| TASK ITEM |
The line containing "I bet you can't find the wasp leg" opens the span to copy, and the last line of the records below closes it. Write out that span exactly.

(Stored items from a collection)
---------------

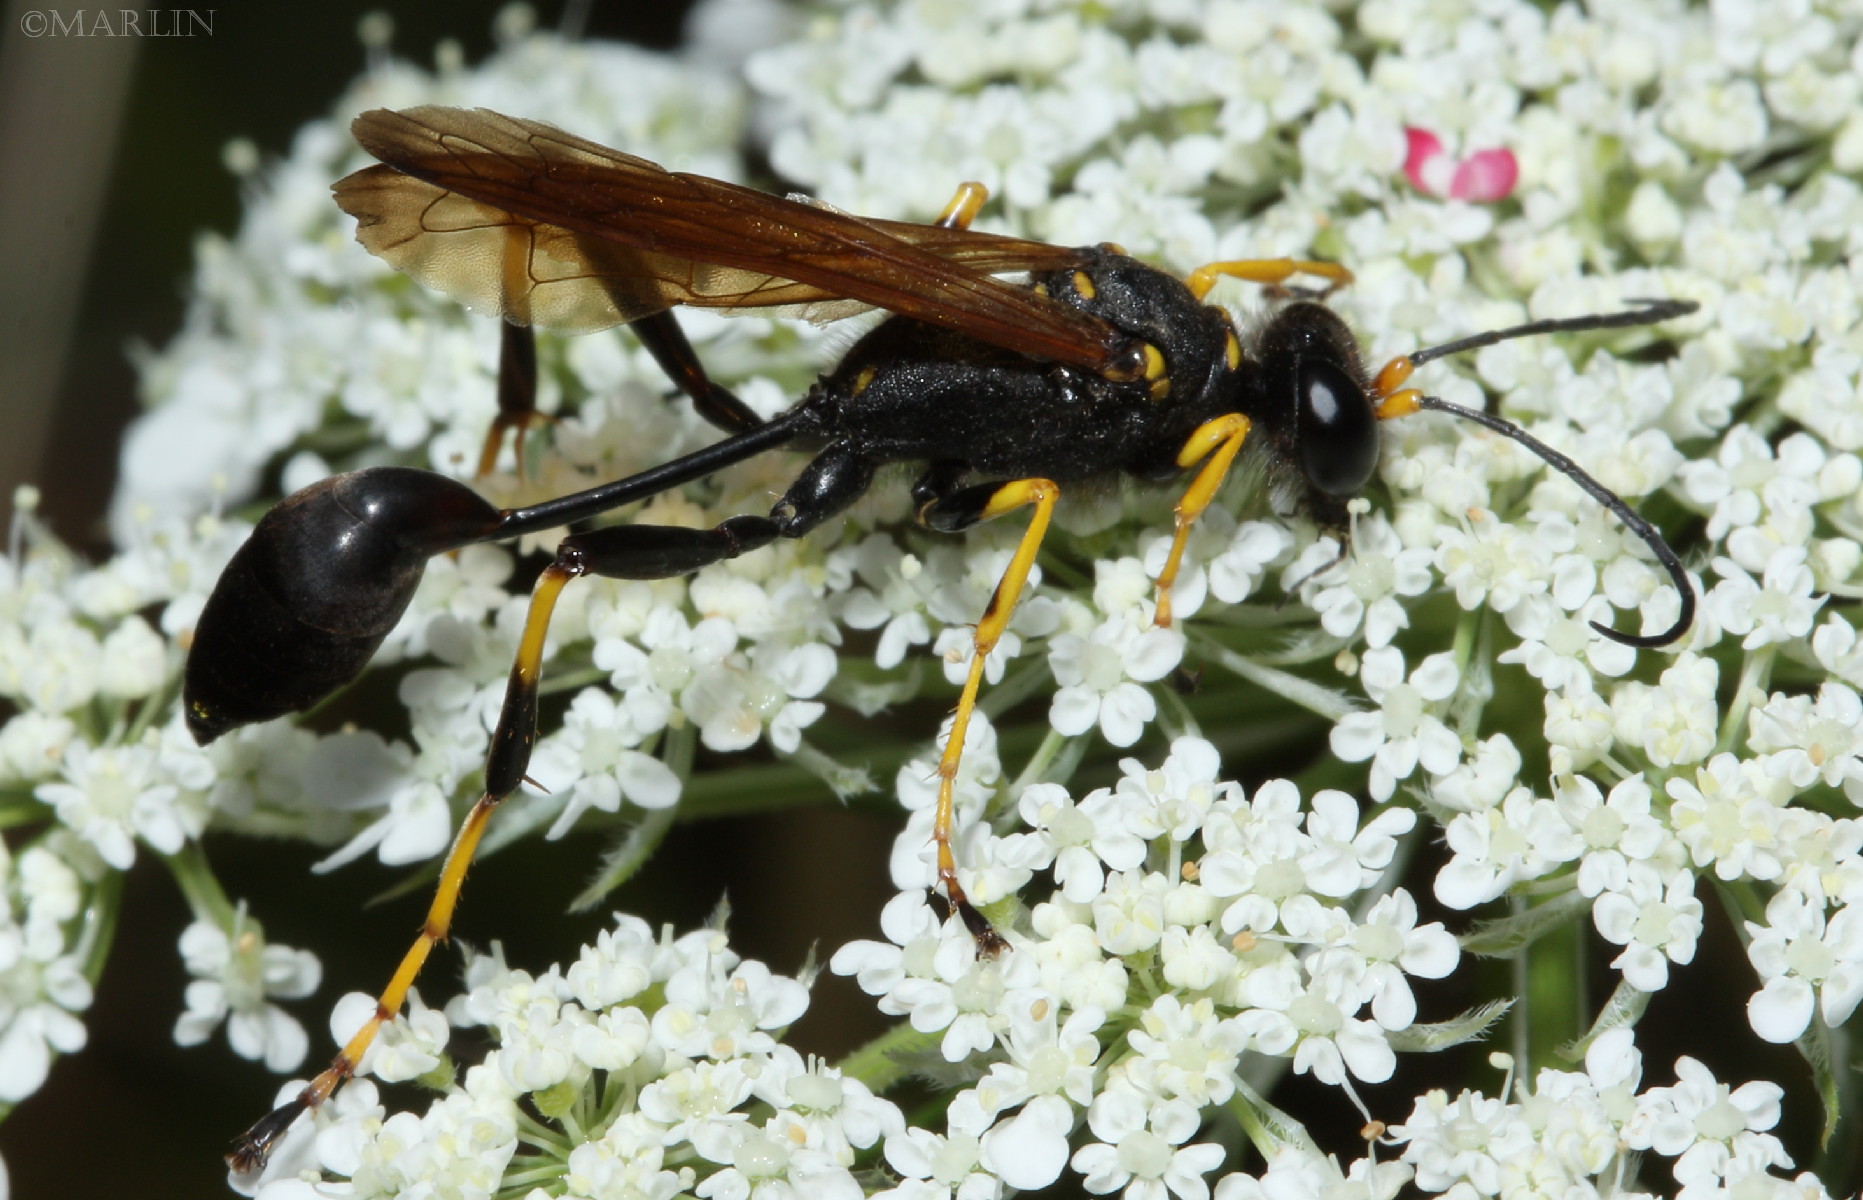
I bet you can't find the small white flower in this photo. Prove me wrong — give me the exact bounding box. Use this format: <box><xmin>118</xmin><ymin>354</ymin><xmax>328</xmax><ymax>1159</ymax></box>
<box><xmin>1554</xmin><ymin>774</ymin><xmax>1682</xmax><ymax>897</ymax></box>
<box><xmin>682</xmin><ymin>640</ymin><xmax>835</xmax><ymax>754</ymax></box>
<box><xmin>1390</xmin><ymin>1087</ymin><xmax>1532</xmax><ymax>1196</ymax></box>
<box><xmin>978</xmin><ymin>1094</ymin><xmax>1076</xmax><ymax>1192</ymax></box>
<box><xmin>174</xmin><ymin>916</ymin><xmax>320</xmax><ymax>1074</ymax></box>
<box><xmin>1743</xmin><ymin>888</ymin><xmax>1863</xmax><ymax>1044</ymax></box>
<box><xmin>1072</xmin><ymin>1092</ymin><xmax>1225</xmax><ymax>1200</ymax></box>
<box><xmin>1016</xmin><ymin>783</ymin><xmax>1145</xmax><ymax>904</ymax></box>
<box><xmin>1435</xmin><ymin>786</ymin><xmax>1584</xmax><ymax>910</ymax></box>
<box><xmin>1234</xmin><ymin>959</ymin><xmax>1397</xmax><ymax>1086</ymax></box>
<box><xmin>1329</xmin><ymin>647</ymin><xmax>1462</xmax><ymax>801</ymax></box>
<box><xmin>0</xmin><ymin>946</ymin><xmax>90</xmax><ymax>1103</ymax></box>
<box><xmin>1499</xmin><ymin>594</ymin><xmax>1636</xmax><ymax>687</ymax></box>
<box><xmin>838</xmin><ymin>534</ymin><xmax>941</xmax><ymax>668</ymax></box>
<box><xmin>1048</xmin><ymin>615</ymin><xmax>1184</xmax><ymax>747</ymax></box>
<box><xmin>1302</xmin><ymin>517</ymin><xmax>1434</xmax><ymax>648</ymax></box>
<box><xmin>882</xmin><ymin>1088</ymin><xmax>1000</xmax><ymax>1200</ymax></box>
<box><xmin>539</xmin><ymin>688</ymin><xmax>682</xmax><ymax>838</ymax></box>
<box><xmin>1705</xmin><ymin>548</ymin><xmax>1822</xmax><ymax>650</ymax></box>
<box><xmin>35</xmin><ymin>741</ymin><xmax>196</xmax><ymax>870</ymax></box>
<box><xmin>1611</xmin><ymin>654</ymin><xmax>1720</xmax><ymax>769</ymax></box>
<box><xmin>1747</xmin><ymin>684</ymin><xmax>1863</xmax><ymax>802</ymax></box>
<box><xmin>1434</xmin><ymin>512</ymin><xmax>1549</xmax><ymax>619</ymax></box>
<box><xmin>1123</xmin><ymin>994</ymin><xmax>1245</xmax><ymax>1106</ymax></box>
<box><xmin>1665</xmin><ymin>754</ymin><xmax>1793</xmax><ymax>882</ymax></box>
<box><xmin>1591</xmin><ymin>861</ymin><xmax>1704</xmax><ymax>991</ymax></box>
<box><xmin>1204</xmin><ymin>519</ymin><xmax>1294</xmax><ymax>604</ymax></box>
<box><xmin>1114</xmin><ymin>737</ymin><xmax>1234</xmax><ymax>845</ymax></box>
<box><xmin>1318</xmin><ymin>889</ymin><xmax>1458</xmax><ymax>1031</ymax></box>
<box><xmin>1631</xmin><ymin>1056</ymin><xmax>1790</xmax><ymax>1185</ymax></box>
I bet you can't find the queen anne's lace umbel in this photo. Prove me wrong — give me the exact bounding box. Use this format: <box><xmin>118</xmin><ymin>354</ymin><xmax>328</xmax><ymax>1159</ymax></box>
<box><xmin>3</xmin><ymin>0</ymin><xmax>1862</xmax><ymax>1195</ymax></box>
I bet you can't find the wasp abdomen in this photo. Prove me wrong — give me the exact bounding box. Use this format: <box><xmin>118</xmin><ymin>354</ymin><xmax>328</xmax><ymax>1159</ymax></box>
<box><xmin>184</xmin><ymin>468</ymin><xmax>500</xmax><ymax>743</ymax></box>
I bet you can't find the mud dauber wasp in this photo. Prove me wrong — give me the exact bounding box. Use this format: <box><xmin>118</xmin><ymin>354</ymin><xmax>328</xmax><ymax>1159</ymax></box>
<box><xmin>185</xmin><ymin>106</ymin><xmax>1697</xmax><ymax>1172</ymax></box>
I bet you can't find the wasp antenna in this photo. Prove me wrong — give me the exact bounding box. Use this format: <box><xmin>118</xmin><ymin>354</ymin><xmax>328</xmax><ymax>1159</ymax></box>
<box><xmin>1415</xmin><ymin>395</ymin><xmax>1694</xmax><ymax>648</ymax></box>
<box><xmin>1407</xmin><ymin>298</ymin><xmax>1698</xmax><ymax>367</ymax></box>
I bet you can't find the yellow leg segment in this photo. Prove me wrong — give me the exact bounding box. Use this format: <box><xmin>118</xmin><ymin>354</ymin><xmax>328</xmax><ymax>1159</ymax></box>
<box><xmin>1185</xmin><ymin>258</ymin><xmax>1354</xmax><ymax>301</ymax></box>
<box><xmin>229</xmin><ymin>564</ymin><xmax>579</xmax><ymax>1172</ymax></box>
<box><xmin>935</xmin><ymin>478</ymin><xmax>1058</xmax><ymax>953</ymax></box>
<box><xmin>935</xmin><ymin>181</ymin><xmax>990</xmax><ymax>230</ymax></box>
<box><xmin>1154</xmin><ymin>414</ymin><xmax>1252</xmax><ymax>627</ymax></box>
<box><xmin>307</xmin><ymin>789</ymin><xmax>501</xmax><ymax>1109</ymax></box>
<box><xmin>475</xmin><ymin>409</ymin><xmax>557</xmax><ymax>478</ymax></box>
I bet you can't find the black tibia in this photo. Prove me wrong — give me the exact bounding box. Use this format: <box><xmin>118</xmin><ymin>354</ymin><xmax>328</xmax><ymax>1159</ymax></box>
<box><xmin>497</xmin><ymin>321</ymin><xmax>538</xmax><ymax>426</ymax></box>
<box><xmin>481</xmin><ymin>516</ymin><xmax>780</xmax><ymax>799</ymax></box>
<box><xmin>479</xmin><ymin>324</ymin><xmax>544</xmax><ymax>476</ymax></box>
<box><xmin>629</xmin><ymin>310</ymin><xmax>763</xmax><ymax>434</ymax></box>
<box><xmin>918</xmin><ymin>480</ymin><xmax>1015</xmax><ymax>534</ymax></box>
<box><xmin>485</xmin><ymin>678</ymin><xmax>542</xmax><ymax>799</ymax></box>
<box><xmin>911</xmin><ymin>460</ymin><xmax>969</xmax><ymax>515</ymax></box>
<box><xmin>475</xmin><ymin>443</ymin><xmax>868</xmax><ymax>794</ymax></box>
<box><xmin>184</xmin><ymin>468</ymin><xmax>501</xmax><ymax>743</ymax></box>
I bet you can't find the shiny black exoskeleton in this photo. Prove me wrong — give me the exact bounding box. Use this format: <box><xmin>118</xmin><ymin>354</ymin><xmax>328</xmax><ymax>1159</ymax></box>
<box><xmin>184</xmin><ymin>248</ymin><xmax>1381</xmax><ymax>744</ymax></box>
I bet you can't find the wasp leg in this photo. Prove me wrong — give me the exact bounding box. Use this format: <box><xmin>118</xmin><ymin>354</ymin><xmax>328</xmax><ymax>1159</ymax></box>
<box><xmin>916</xmin><ymin>475</ymin><xmax>1060</xmax><ymax>955</ymax></box>
<box><xmin>227</xmin><ymin>440</ymin><xmax>888</xmax><ymax>1170</ymax></box>
<box><xmin>1153</xmin><ymin>414</ymin><xmax>1253</xmax><ymax>627</ymax></box>
<box><xmin>227</xmin><ymin>548</ymin><xmax>578</xmax><ymax>1172</ymax></box>
<box><xmin>481</xmin><ymin>307</ymin><xmax>764</xmax><ymax>479</ymax></box>
<box><xmin>629</xmin><ymin>310</ymin><xmax>763</xmax><ymax>434</ymax></box>
<box><xmin>934</xmin><ymin>181</ymin><xmax>989</xmax><ymax>230</ymax></box>
<box><xmin>476</xmin><ymin>322</ymin><xmax>554</xmax><ymax>477</ymax></box>
<box><xmin>1184</xmin><ymin>258</ymin><xmax>1354</xmax><ymax>301</ymax></box>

---------------

| SOLVED EXERCISE |
I bet you can't find the wasp leg in this photo. Prove me wrong — give me the exact bounding box. Use this format: <box><xmin>118</xmin><ymin>354</ymin><xmax>328</xmax><ymax>1159</ymax></box>
<box><xmin>916</xmin><ymin>475</ymin><xmax>1060</xmax><ymax>955</ymax></box>
<box><xmin>227</xmin><ymin>440</ymin><xmax>888</xmax><ymax>1170</ymax></box>
<box><xmin>1153</xmin><ymin>414</ymin><xmax>1253</xmax><ymax>627</ymax></box>
<box><xmin>227</xmin><ymin>548</ymin><xmax>578</xmax><ymax>1172</ymax></box>
<box><xmin>481</xmin><ymin>307</ymin><xmax>764</xmax><ymax>479</ymax></box>
<box><xmin>629</xmin><ymin>310</ymin><xmax>763</xmax><ymax>434</ymax></box>
<box><xmin>934</xmin><ymin>181</ymin><xmax>989</xmax><ymax>230</ymax></box>
<box><xmin>476</xmin><ymin>322</ymin><xmax>554</xmax><ymax>477</ymax></box>
<box><xmin>1184</xmin><ymin>258</ymin><xmax>1354</xmax><ymax>301</ymax></box>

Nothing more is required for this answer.